— WHAT THE TASK REQUIRES —
When a line of the entries contains the word "holding", report that line.
START DATA SHOWN
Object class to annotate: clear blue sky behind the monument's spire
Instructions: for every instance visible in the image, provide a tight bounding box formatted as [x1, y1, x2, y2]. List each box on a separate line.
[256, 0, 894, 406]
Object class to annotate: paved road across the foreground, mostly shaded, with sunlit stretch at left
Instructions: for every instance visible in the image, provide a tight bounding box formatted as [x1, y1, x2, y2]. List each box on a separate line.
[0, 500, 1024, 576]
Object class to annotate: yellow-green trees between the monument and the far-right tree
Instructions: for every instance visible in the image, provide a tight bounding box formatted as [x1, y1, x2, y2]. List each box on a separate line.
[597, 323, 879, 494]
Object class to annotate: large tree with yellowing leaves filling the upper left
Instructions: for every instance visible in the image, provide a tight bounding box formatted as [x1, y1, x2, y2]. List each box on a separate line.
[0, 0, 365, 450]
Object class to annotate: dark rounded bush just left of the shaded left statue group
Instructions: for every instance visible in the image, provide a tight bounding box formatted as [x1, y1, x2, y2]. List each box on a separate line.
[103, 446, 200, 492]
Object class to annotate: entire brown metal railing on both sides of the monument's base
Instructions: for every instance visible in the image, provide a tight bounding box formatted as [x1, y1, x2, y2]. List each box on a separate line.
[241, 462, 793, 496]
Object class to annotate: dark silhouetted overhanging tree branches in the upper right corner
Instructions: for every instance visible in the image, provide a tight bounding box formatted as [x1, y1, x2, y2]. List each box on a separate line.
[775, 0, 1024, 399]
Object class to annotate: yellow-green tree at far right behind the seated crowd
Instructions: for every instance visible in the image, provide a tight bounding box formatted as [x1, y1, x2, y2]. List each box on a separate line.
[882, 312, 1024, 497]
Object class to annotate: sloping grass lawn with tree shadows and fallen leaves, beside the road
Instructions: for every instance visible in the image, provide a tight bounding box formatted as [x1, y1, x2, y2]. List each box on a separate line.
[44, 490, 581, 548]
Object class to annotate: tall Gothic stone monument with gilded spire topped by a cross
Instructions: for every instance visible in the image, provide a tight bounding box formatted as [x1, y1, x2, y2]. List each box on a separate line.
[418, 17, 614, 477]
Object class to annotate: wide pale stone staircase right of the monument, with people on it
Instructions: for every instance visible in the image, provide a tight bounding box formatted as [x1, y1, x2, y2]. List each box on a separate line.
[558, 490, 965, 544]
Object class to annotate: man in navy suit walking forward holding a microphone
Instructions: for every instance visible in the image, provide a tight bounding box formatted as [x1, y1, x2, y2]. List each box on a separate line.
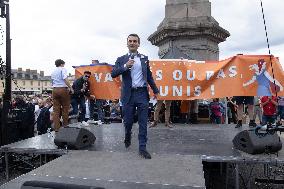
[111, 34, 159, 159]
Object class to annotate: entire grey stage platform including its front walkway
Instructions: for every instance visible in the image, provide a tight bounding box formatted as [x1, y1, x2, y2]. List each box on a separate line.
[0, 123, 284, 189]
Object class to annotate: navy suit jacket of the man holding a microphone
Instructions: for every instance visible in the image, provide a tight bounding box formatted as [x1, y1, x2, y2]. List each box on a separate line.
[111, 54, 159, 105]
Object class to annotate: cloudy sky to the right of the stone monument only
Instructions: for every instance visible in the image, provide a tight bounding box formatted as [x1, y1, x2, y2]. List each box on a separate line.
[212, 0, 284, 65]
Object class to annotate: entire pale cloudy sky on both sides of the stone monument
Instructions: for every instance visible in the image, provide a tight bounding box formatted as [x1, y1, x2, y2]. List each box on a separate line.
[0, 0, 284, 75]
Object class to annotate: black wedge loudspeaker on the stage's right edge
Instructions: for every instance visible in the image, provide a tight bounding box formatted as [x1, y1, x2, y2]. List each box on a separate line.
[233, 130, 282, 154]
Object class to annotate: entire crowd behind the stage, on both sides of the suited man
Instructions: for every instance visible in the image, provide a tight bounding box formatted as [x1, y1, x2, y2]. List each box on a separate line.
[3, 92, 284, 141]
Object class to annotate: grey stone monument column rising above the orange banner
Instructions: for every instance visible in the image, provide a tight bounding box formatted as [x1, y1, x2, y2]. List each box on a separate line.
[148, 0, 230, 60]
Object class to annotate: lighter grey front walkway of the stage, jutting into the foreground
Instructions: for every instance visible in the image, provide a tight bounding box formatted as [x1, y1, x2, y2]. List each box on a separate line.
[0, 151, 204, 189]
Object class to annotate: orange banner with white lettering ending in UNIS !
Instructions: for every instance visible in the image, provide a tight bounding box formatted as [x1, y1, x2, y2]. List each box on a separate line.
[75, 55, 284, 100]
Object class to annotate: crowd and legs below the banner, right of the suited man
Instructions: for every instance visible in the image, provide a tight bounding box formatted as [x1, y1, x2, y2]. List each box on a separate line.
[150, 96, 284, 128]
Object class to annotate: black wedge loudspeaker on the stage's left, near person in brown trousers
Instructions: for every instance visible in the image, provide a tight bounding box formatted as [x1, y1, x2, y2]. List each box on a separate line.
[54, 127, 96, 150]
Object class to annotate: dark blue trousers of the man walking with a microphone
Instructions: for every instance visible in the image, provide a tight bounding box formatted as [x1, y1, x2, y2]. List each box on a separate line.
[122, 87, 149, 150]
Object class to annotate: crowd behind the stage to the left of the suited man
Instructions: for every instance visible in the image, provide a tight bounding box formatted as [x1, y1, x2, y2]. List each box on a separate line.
END DATA SHOWN
START DATA SHOWN
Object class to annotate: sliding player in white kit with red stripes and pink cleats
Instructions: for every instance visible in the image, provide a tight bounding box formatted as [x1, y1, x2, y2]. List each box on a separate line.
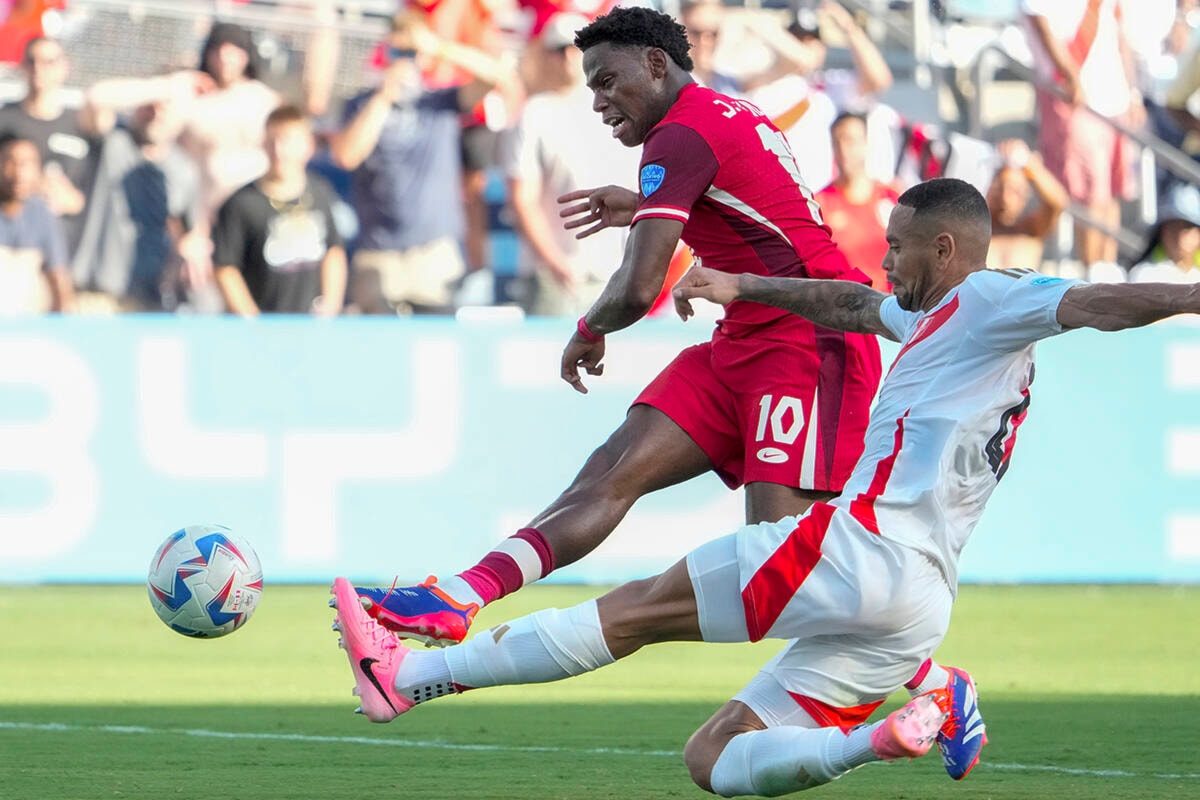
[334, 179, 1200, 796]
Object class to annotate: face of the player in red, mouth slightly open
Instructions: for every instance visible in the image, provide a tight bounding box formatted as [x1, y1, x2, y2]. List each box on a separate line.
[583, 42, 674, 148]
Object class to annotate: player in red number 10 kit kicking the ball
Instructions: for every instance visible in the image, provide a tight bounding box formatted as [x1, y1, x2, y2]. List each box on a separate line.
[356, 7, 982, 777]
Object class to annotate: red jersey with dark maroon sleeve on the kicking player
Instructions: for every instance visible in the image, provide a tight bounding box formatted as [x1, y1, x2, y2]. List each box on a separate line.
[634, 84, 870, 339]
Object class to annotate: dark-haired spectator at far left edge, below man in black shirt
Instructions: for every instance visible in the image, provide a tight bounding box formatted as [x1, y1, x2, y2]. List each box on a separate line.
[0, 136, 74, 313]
END DATA SHOWN
— TASK SOLUTION —
Object class to annotate: man in navy suit walking forward holding a microphone
Object class to annotate: navy suit jacket of the man holding a microphone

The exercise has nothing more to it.